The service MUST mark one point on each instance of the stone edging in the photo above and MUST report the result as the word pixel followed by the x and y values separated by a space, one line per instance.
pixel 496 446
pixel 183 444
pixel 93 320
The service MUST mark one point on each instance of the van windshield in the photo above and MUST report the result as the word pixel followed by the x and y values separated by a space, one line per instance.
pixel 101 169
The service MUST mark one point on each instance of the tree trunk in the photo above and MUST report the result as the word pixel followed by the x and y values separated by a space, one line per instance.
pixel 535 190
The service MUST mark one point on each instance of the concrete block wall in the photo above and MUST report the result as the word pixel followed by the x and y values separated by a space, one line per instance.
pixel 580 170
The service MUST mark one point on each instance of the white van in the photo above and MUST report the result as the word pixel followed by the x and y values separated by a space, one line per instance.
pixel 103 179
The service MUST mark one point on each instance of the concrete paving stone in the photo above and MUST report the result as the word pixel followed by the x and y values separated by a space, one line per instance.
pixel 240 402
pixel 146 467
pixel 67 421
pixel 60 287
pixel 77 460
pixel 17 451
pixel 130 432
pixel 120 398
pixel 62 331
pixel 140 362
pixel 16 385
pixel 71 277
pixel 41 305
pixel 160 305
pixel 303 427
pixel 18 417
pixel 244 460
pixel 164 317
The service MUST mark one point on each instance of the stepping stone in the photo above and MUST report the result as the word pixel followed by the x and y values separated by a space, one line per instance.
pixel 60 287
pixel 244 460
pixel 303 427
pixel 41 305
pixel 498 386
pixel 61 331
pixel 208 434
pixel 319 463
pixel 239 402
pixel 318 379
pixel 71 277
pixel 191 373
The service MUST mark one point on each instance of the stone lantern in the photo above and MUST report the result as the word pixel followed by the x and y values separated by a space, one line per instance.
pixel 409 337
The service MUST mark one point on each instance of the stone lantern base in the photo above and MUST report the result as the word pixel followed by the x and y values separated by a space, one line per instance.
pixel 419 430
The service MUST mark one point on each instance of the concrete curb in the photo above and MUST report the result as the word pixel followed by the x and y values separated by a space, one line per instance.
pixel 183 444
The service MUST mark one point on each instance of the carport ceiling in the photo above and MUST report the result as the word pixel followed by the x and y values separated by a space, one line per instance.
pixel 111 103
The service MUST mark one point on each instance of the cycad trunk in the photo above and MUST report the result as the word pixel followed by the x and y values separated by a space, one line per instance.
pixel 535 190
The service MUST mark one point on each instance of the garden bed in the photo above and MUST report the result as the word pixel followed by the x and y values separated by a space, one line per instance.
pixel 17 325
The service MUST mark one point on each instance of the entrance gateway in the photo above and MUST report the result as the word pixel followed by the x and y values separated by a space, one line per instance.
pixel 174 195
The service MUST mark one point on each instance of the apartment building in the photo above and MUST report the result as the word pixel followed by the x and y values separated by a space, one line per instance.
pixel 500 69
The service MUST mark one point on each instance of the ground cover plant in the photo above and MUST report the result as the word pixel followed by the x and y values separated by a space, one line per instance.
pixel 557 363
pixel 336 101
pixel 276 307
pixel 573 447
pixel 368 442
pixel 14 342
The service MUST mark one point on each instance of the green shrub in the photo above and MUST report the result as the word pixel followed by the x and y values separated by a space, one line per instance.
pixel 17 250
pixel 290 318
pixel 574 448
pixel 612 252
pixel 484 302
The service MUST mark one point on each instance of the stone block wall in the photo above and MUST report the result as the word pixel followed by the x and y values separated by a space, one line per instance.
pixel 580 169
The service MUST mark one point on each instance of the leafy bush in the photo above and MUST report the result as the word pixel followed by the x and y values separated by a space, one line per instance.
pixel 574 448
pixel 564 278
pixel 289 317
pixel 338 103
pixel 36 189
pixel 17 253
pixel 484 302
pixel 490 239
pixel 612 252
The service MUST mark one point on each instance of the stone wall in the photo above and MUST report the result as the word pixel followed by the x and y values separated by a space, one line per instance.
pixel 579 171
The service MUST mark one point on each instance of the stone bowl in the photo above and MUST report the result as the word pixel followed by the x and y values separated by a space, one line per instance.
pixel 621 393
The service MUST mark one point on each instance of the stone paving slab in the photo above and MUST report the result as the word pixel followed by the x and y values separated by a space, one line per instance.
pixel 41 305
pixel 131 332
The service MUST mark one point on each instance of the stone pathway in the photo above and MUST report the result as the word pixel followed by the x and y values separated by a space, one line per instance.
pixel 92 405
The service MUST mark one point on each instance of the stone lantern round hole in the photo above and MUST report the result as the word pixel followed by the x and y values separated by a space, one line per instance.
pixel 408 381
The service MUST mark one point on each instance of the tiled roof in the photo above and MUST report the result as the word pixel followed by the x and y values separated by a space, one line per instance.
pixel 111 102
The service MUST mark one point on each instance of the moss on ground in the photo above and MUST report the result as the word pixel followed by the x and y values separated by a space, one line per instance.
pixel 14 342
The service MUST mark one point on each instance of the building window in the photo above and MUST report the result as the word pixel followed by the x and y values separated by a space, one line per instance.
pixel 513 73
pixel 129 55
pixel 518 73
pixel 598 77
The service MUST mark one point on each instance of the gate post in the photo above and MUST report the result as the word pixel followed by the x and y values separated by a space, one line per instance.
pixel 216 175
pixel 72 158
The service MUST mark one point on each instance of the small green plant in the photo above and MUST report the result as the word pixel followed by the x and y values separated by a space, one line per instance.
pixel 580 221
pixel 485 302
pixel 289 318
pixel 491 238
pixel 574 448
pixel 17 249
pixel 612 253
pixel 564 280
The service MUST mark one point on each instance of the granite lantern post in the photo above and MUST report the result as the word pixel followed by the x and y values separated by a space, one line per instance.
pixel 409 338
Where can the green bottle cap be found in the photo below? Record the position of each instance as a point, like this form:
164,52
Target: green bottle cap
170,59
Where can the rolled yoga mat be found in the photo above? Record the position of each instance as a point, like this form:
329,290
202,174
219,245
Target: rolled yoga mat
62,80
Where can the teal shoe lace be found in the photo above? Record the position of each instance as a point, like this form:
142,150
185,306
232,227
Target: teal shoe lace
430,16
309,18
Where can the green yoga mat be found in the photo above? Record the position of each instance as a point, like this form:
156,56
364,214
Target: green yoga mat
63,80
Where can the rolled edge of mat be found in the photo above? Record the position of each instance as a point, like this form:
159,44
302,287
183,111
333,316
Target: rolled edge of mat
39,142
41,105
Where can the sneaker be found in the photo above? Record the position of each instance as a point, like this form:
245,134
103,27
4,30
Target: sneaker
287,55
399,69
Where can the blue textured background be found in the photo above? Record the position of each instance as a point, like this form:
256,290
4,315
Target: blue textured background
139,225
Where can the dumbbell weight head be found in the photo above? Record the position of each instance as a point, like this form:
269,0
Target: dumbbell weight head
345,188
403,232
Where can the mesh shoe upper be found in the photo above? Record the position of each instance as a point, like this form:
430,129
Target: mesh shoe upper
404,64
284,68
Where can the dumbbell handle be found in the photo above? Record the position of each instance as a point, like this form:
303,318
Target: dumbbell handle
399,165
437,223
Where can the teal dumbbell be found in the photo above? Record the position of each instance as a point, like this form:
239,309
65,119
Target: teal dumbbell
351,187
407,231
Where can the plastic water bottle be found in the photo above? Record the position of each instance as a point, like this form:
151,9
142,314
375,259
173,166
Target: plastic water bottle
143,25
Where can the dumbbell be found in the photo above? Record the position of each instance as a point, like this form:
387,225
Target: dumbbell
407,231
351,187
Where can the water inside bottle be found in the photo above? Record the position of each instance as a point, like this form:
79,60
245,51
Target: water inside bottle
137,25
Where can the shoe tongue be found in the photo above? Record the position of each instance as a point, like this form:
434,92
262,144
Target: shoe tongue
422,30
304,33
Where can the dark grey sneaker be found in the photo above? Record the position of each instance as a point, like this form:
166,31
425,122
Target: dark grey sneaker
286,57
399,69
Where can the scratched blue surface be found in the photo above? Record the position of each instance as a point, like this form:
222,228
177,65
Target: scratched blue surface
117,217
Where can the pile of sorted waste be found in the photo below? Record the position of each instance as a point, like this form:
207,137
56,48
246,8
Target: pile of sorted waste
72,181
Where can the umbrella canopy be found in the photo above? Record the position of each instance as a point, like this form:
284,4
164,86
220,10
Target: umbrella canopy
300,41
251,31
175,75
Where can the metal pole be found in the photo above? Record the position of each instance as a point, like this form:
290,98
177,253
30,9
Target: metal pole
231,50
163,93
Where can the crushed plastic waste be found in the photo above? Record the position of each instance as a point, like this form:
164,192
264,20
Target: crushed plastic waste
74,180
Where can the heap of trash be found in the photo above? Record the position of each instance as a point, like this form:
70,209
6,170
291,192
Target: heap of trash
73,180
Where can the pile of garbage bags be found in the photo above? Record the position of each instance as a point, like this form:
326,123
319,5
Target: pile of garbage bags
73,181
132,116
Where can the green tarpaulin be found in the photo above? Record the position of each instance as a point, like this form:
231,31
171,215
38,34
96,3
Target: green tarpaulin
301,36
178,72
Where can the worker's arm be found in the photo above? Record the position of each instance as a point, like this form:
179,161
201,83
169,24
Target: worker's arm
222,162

■ Try it: Go through the data and show every line where "below" occurs.

■ Answer to this exercise:
Where can the green bottle cap be found in the photo below? Record the position of each instance as a point, like this form:
Where can the pile of sorted waste be found in the photo below? Record the position of each instance as a point, like this form:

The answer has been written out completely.